→ **Given exercise**: From the records below, write out as a numbered list the lines from the one containing "where the airplane" through the one containing "[[186, 246, 373, 313], [144, 155, 317, 216]]", including both, and skip any blank lines.
____________________
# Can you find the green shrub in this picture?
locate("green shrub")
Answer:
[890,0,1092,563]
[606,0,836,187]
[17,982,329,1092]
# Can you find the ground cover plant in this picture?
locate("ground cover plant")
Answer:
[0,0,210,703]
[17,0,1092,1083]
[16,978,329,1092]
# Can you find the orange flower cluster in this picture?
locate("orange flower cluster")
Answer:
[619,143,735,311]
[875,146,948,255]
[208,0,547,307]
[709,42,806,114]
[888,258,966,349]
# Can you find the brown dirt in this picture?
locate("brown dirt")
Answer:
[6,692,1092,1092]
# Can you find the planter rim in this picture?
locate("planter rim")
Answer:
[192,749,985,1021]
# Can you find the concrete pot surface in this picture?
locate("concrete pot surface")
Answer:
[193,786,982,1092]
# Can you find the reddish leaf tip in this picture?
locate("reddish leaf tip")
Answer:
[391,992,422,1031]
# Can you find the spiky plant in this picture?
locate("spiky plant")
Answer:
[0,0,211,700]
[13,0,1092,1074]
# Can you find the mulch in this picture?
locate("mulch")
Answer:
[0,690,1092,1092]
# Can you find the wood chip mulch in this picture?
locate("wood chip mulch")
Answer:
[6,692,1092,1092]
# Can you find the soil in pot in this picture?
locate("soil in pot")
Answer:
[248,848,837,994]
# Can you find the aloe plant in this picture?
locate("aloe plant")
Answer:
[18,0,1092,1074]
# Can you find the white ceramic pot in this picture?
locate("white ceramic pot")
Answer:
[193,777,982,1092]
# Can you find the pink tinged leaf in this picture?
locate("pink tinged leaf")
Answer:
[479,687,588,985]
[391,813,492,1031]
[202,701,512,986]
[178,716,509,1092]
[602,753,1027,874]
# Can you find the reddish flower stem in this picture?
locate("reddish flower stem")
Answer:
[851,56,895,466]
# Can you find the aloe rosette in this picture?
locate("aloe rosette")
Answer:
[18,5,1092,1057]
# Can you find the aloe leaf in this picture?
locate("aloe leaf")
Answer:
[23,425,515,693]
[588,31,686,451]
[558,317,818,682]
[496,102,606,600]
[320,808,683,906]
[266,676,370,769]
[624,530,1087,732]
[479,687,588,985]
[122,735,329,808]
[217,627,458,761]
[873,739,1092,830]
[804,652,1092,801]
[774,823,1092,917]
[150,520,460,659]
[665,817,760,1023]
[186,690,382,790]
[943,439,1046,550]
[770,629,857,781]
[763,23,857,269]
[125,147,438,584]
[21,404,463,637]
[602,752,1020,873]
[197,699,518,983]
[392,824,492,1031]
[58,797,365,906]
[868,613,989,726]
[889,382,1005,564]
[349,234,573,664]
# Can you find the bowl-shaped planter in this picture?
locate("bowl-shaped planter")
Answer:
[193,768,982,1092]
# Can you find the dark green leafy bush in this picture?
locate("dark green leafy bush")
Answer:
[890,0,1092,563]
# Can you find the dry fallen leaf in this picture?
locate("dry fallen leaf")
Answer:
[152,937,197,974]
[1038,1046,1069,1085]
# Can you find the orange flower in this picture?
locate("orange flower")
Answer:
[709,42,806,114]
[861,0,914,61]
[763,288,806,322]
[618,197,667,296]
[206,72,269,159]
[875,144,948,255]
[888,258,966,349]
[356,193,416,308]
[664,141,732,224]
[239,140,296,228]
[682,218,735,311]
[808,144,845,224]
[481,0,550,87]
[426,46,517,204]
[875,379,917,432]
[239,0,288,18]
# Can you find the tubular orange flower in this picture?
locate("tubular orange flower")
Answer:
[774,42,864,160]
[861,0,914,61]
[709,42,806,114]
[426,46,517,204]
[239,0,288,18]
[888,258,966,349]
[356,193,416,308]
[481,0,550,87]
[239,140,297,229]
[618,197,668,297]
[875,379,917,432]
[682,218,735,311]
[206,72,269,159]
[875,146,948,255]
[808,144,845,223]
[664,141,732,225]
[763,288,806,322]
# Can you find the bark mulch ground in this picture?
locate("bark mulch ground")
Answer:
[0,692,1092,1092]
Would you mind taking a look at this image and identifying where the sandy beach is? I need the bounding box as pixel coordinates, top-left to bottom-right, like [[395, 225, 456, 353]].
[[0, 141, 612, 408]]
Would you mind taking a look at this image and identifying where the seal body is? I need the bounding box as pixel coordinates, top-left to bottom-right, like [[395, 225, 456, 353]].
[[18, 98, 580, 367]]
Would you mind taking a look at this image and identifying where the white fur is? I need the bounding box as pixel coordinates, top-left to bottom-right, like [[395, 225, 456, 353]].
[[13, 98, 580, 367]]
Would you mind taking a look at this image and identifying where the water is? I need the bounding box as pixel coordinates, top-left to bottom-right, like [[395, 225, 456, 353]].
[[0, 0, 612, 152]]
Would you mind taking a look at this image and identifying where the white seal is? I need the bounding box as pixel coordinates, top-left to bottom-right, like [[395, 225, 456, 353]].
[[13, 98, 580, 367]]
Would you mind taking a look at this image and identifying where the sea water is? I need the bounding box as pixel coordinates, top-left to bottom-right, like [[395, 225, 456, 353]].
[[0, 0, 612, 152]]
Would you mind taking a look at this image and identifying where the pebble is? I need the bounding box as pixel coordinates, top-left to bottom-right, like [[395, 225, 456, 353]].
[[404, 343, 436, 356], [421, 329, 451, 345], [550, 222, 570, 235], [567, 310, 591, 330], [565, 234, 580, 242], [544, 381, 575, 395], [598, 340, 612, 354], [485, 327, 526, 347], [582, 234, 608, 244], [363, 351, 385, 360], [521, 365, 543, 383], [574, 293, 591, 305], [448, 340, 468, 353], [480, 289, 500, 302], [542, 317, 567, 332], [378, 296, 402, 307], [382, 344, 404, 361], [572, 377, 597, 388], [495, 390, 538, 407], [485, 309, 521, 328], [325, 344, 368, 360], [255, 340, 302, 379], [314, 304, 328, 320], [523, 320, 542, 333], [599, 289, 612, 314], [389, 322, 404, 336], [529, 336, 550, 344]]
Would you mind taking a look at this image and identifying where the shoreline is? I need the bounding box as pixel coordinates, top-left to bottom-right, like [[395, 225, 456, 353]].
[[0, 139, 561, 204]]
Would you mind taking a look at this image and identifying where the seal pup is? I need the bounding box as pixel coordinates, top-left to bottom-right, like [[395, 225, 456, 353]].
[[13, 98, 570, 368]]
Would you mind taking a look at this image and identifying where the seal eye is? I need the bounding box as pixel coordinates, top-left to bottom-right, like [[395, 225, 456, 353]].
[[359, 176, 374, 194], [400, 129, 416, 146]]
____________________
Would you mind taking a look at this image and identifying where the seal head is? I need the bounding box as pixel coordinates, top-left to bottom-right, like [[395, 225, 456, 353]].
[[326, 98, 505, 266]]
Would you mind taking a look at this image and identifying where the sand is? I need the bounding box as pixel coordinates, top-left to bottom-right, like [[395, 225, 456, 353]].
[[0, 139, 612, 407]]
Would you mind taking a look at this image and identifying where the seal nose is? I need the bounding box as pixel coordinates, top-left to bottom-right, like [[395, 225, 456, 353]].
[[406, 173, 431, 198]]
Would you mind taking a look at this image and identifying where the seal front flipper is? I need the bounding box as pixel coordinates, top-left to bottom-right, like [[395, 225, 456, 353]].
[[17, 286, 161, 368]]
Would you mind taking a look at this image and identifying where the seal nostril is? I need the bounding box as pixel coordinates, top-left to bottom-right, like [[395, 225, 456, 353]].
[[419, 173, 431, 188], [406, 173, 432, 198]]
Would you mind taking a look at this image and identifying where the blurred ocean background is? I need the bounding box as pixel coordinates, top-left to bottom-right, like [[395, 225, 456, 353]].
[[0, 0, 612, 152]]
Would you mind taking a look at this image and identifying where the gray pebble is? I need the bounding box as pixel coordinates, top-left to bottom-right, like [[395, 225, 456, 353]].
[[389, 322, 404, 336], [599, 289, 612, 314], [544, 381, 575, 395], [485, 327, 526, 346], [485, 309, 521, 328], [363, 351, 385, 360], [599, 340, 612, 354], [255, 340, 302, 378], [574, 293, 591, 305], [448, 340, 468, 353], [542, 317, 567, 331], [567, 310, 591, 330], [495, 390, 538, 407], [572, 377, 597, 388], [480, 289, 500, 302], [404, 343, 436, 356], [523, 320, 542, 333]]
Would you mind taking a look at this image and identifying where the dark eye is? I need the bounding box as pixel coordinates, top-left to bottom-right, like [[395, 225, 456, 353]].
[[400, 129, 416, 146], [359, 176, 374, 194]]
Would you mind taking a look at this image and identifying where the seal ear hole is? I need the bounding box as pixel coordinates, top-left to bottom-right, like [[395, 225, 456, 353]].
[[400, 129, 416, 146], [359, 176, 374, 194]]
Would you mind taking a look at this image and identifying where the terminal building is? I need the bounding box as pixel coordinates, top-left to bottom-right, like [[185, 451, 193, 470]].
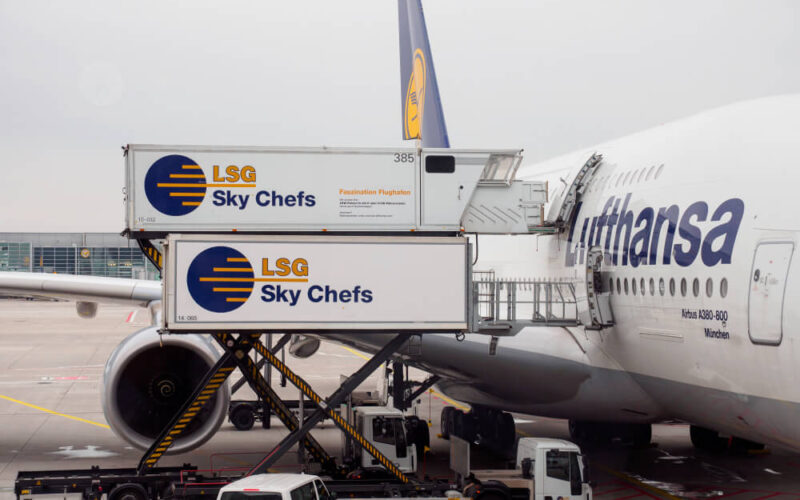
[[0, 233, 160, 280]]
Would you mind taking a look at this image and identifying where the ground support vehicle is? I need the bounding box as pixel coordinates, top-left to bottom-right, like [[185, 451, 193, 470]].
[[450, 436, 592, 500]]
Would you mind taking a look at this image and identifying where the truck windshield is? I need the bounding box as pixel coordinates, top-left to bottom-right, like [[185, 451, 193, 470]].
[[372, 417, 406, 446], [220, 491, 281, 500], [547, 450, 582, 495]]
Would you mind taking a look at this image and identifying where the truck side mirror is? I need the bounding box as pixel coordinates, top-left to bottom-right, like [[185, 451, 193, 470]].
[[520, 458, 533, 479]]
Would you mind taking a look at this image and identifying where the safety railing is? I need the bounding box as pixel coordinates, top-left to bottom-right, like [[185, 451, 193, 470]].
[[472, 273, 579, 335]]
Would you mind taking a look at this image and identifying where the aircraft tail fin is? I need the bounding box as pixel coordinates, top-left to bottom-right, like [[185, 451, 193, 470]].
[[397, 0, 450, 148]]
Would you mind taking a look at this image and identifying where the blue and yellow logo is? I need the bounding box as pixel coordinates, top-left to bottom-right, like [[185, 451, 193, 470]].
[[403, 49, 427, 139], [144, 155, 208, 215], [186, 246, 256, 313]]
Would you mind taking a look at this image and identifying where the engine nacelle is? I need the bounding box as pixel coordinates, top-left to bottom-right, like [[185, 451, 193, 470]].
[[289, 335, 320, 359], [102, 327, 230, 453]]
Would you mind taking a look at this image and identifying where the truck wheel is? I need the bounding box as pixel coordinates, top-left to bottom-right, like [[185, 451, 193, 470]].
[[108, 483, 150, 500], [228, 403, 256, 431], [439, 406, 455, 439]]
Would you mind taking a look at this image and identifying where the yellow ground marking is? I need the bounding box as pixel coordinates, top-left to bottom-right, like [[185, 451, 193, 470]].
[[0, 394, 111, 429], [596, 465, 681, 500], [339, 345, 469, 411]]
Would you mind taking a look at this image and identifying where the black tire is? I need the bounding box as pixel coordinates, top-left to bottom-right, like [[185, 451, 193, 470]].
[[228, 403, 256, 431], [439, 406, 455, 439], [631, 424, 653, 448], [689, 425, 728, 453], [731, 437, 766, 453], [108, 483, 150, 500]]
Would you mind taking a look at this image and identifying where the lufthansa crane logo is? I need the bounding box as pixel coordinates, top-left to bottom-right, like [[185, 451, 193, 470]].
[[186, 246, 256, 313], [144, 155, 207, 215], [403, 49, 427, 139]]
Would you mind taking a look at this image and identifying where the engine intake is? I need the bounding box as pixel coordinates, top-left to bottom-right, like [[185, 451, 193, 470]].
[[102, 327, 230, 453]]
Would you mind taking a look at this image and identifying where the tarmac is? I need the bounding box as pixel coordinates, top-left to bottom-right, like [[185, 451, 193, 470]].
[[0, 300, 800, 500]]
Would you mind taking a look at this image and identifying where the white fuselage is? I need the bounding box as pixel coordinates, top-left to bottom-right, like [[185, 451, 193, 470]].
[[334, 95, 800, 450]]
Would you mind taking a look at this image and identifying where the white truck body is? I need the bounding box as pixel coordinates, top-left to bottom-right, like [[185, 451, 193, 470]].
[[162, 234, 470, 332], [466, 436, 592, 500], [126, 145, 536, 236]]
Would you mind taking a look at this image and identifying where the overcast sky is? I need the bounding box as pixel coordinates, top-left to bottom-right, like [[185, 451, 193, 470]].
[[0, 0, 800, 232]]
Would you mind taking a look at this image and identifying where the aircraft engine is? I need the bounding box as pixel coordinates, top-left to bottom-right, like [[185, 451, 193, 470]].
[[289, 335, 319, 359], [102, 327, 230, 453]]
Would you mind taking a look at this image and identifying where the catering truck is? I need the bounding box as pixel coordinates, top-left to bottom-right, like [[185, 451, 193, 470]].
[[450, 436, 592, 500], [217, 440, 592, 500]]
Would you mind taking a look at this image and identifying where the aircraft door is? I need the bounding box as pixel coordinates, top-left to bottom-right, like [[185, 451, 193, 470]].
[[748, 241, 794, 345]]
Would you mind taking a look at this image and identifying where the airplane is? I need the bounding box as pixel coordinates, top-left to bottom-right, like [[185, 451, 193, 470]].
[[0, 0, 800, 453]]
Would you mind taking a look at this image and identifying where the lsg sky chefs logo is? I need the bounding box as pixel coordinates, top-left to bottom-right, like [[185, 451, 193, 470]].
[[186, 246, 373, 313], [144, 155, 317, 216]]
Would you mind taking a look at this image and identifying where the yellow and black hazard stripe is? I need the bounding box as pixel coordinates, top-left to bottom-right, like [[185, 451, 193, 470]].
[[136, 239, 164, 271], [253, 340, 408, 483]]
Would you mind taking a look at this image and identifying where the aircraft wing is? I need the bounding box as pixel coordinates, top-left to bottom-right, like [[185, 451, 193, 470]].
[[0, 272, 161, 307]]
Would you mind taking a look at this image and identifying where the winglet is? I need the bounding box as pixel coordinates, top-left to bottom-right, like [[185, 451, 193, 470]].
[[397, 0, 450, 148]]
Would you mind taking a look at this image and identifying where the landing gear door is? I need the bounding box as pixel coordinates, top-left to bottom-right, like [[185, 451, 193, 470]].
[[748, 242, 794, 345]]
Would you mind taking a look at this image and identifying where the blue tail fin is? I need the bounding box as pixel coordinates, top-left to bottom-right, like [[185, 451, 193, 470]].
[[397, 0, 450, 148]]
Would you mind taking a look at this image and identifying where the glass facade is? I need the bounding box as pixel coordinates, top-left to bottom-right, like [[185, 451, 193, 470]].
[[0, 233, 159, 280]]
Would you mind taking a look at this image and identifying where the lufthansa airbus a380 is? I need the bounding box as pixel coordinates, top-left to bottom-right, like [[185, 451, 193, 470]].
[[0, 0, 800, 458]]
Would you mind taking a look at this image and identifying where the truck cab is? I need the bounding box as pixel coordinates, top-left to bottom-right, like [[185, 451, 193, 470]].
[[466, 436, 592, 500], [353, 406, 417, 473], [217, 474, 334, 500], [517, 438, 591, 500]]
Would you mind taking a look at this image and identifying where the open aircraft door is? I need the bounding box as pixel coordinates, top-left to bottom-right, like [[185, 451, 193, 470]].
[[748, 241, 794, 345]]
____________________
→ **Written answer**:
1. Would you mind taking a look at this image and identifying where the airplane is? I need the bounding box as pixel coordinates, top-left to bottom-right, like [[185, 451, 193, 470]].
2. [[0, 0, 800, 453]]
3. Would you mind taking a look at this image and identifying where the lsg sky chefs logo is? I need the bounding box as pixel coordinates, top-left to bottom-right, like [[185, 451, 193, 470]].
4. [[186, 246, 373, 313], [144, 155, 317, 216]]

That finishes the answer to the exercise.